Written task: Reproduce verbatim the lines beginning with the one that contains "Please mark the region of every instance of the green" and continuing through the one that contains "[[[388,961],[0,987],[12,1041],[1082,1041],[1082,965]]]", both included.

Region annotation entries

◆ ◆ ◆ ◆

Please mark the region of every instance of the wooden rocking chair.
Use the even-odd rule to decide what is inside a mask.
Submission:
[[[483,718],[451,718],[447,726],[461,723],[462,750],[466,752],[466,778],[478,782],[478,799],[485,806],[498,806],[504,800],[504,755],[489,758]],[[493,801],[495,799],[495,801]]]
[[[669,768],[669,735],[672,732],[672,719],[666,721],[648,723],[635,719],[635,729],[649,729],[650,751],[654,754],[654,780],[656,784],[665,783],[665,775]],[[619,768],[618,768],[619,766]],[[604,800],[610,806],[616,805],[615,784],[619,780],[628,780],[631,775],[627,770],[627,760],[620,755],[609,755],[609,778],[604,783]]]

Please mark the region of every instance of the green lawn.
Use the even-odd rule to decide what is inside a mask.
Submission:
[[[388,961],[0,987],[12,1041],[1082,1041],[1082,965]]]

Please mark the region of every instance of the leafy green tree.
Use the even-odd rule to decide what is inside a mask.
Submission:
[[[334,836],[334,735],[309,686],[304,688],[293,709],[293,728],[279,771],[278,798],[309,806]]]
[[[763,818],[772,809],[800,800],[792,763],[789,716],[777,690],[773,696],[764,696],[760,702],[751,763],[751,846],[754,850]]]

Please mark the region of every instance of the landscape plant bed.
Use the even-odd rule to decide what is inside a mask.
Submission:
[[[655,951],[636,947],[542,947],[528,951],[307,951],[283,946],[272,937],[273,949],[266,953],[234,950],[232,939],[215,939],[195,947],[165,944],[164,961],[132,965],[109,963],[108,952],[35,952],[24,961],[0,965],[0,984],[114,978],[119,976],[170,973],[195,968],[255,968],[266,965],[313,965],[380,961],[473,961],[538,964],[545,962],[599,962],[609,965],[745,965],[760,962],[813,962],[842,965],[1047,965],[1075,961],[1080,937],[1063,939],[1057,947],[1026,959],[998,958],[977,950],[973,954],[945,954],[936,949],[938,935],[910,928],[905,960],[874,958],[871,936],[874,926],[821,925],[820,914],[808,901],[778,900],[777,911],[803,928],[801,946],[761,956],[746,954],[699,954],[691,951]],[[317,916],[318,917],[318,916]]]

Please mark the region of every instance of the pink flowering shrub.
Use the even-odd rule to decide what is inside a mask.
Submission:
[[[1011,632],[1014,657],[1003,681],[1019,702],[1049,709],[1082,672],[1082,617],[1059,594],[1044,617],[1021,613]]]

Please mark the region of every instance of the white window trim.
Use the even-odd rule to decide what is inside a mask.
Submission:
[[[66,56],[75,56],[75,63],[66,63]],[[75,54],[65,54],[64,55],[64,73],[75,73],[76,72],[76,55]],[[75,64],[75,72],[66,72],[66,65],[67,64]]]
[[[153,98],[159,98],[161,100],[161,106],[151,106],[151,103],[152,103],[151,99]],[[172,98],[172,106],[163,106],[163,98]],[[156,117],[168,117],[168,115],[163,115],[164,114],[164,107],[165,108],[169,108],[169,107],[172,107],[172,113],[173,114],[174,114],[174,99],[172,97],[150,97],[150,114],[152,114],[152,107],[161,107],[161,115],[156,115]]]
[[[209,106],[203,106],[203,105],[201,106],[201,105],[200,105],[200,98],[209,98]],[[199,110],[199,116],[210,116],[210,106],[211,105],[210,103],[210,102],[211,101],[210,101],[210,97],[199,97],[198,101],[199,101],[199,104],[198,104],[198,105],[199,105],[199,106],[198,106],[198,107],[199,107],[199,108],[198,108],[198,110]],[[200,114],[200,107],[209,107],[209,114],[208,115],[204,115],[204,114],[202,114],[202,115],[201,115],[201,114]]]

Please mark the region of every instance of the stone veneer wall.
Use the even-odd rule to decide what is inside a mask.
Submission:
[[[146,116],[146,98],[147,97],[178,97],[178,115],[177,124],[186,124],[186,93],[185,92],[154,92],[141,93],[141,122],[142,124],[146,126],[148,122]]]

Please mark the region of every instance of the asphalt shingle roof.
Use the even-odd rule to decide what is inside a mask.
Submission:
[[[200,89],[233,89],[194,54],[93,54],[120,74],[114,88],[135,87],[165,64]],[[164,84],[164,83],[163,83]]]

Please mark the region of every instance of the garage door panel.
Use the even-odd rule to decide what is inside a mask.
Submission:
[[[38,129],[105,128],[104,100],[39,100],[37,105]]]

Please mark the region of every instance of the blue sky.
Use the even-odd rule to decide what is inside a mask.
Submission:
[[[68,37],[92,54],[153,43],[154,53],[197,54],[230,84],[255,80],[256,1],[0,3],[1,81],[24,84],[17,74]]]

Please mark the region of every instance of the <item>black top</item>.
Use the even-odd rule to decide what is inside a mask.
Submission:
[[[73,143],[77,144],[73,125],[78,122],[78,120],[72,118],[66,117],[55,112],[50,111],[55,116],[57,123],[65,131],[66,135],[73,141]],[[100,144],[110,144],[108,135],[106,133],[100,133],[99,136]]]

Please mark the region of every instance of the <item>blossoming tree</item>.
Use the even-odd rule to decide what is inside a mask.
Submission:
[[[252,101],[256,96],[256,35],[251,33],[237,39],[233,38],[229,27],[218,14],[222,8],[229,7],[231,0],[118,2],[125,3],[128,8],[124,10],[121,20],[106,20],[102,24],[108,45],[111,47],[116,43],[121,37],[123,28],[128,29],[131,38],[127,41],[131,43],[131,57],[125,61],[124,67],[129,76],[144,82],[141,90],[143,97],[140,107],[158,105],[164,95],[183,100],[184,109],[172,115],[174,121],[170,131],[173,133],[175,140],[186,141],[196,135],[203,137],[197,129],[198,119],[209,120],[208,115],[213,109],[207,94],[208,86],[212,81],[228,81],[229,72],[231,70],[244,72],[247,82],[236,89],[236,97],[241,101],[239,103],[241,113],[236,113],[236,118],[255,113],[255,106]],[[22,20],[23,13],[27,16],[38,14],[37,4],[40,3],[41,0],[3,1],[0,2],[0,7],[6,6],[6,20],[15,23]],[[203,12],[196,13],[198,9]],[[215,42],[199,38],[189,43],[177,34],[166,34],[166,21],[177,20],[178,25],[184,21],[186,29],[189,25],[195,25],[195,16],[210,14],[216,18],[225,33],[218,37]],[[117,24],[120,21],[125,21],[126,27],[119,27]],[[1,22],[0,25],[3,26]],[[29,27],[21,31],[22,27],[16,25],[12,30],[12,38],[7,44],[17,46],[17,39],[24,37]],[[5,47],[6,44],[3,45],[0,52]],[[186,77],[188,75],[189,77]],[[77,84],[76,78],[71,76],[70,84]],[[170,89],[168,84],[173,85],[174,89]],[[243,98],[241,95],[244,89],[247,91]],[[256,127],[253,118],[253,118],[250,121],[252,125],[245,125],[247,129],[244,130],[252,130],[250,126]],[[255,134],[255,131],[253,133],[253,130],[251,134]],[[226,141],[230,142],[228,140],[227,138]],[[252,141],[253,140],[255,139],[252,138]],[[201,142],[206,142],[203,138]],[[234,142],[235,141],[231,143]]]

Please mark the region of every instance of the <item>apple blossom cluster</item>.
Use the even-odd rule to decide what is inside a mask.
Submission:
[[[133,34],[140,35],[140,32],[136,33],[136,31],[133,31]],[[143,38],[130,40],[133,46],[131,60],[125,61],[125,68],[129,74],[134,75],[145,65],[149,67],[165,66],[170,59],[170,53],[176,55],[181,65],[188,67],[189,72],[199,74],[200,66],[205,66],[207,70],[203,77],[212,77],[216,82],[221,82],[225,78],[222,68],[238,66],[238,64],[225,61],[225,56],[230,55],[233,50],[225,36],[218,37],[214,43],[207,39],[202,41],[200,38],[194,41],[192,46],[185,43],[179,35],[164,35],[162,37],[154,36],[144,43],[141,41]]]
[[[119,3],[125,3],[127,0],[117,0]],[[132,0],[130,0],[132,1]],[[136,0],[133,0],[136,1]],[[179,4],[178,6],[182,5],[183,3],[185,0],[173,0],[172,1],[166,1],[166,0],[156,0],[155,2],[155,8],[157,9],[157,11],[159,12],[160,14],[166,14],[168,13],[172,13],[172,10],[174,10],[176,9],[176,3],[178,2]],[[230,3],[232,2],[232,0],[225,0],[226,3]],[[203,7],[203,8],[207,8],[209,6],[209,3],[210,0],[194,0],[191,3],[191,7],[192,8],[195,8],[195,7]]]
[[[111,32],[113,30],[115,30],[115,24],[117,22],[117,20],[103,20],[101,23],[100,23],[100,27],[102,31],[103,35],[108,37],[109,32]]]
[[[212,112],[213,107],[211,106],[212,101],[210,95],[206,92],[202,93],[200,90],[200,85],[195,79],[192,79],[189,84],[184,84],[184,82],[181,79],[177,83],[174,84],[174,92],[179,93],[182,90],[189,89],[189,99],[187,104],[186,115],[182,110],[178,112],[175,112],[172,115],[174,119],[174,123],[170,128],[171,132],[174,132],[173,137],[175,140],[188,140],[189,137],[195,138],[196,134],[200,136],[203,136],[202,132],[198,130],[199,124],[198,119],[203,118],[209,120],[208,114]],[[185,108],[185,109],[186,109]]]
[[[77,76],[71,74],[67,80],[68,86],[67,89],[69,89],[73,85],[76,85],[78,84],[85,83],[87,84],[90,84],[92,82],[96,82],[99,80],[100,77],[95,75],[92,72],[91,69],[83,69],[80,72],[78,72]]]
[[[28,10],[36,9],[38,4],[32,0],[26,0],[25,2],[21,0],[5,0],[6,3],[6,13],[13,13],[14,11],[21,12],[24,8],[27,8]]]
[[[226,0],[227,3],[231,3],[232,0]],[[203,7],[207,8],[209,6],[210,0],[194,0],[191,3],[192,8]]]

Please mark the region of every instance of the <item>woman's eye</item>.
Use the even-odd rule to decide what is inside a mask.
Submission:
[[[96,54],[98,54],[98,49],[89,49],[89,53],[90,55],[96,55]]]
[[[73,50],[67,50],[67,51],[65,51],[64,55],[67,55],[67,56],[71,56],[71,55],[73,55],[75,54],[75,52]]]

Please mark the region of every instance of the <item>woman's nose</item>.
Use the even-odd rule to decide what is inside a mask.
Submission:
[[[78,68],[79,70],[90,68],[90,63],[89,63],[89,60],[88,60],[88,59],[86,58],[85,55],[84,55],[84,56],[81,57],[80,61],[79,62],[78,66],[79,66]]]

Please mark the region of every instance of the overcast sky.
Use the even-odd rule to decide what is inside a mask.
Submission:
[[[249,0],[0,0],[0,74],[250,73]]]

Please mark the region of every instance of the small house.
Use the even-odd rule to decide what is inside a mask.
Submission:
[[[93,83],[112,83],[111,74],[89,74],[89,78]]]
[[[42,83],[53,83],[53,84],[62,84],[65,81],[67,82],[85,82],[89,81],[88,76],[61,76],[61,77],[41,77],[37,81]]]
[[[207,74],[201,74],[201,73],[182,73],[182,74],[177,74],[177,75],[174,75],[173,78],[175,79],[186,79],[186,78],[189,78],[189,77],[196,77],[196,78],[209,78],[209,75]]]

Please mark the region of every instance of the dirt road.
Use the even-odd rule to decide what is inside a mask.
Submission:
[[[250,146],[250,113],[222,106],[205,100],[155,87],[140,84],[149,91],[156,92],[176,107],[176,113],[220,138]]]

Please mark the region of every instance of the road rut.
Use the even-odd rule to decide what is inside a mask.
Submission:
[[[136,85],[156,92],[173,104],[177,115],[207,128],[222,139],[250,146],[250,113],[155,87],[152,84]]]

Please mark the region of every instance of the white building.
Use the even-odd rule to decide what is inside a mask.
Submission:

◆ ◆ ◆ ◆

Result for this exercise:
Please mark the region of every instance of the green lawn.
Use the even-odd rule to decide what is inside a mask.
Submission:
[[[388,961],[0,987],[12,1041],[1082,1041],[1082,965]]]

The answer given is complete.